▶ [DIRECTIONS]: Which treatments does the passage on shrimp and tilapia culture below name?

▶ [SUPPLIED PASSAGE]:
=== Begin Enclosure ===

Total suspended solids (TSS) and turbidity values were kept at acceptable levels for both species. Despite the higher input of feed and consequently nitrogen in the treatments where tilapia was present, the average TSS values were significantly higher where tilapia was not present, even though the biomass produced with the shrimp + fish integration was higher in these treatments. That is, the higher nitrogen input was not reflected in bacterial biomass accumulation as expected in a shrimp monoculture biofloc system, evidencing the consumption of solids by tilapia, which demonstrates an ecological benefit.

Despite higher feed inputs in the IMTA DT and IMTA ST treatments when compared to the MONO treatment, orthophosphate levels were not affected by the presence of the fish. This shows that the presence of tilapia in integration with shrimp is a viable alternative for greater recycling of nutrients in the culture system.

=== End Enclosure ===

(Records in a dataset)
=== Begin Enclosure ===

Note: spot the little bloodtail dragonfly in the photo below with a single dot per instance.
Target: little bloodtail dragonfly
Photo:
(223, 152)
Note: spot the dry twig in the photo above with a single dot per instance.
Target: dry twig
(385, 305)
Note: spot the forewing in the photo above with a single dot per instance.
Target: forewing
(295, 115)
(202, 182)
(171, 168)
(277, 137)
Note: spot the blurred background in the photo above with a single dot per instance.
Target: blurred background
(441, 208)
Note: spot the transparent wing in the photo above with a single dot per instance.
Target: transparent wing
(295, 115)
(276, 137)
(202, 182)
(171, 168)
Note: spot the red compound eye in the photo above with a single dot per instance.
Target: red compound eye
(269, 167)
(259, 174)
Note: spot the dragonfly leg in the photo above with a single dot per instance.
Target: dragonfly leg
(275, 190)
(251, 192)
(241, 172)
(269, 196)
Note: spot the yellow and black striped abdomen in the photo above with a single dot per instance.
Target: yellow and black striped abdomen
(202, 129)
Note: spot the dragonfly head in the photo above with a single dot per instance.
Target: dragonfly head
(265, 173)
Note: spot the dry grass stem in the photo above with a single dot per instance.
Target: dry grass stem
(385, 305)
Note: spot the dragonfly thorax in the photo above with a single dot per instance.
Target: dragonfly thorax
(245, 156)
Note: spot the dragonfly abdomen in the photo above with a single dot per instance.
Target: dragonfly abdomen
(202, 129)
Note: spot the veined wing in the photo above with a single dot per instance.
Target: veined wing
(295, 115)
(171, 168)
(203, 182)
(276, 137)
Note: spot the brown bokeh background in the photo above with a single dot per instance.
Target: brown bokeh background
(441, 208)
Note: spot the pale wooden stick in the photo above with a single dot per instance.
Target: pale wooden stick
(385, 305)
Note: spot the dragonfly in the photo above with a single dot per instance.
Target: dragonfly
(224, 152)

=== End Enclosure ===

▶ [WRITTEN SOLUTION]: IMTA DT, IMTA ST, MONO